=== OBJECTIF ===
Recopiez mot pour mot le passage du texte fourni qui va de "Alors que l’avion" à "ce malheureux équipage.", ces deux bornes comprises.

Sur Blenheim le décollage s’effectuait sur "inner tank" car, en cas de panne moteur les consignes prévoyaient l’expulsion par vide-vite du carburant des réservoirs extérieurs. Après un décollage normal, en fin de montée, le mécanicien passait alors sur "outer tank" jusqu’à épuisement du potentiel, environ deux heures, pour revenir sur les intérieurs jusqu’à la fin du vol.

Toutes ces manœuvres, commandées à partir d’un volant entraînant un câble coulissant dans une gaine Bowden (à l’image des freins de vélo) entraînant, par rotation, un robinet d’ouverture-fermeture.

Alors que l’avion se trouvait à deux mille mètres le mécanicien, au moment du changement de réservoir, découvre avec horreur, que la commande est obstinément bloquée, les deux moteurs s’arrêtent et c’est la disparition dans l’enfer vert qui se referme tel un tombeau sur ce malheureux équipage.

=== DONNÉES ===
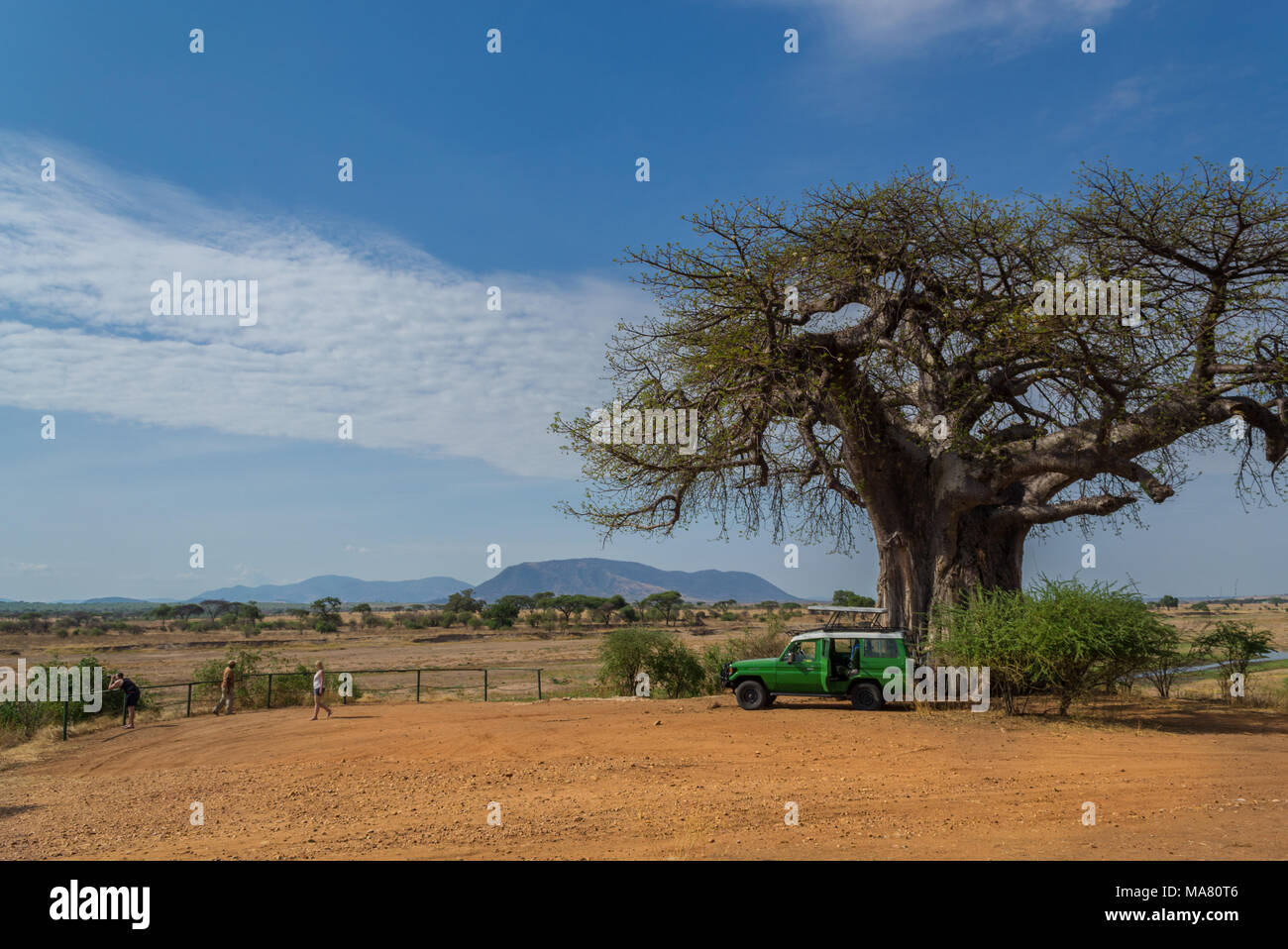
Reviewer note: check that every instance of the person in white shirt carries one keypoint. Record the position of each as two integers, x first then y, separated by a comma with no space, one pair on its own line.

=== RÉPONSE AU PROBLÈME ===
Alors que l’avion se trouvait à deux mille mètres le mécanicien, au moment du changement de réservoir, découvre avec horreur, que la commande est obstinément bloquée, les deux moteurs s’arrêtent et c’est la disparition dans l’enfer vert qui se referme tel un tombeau sur ce malheureux équipage.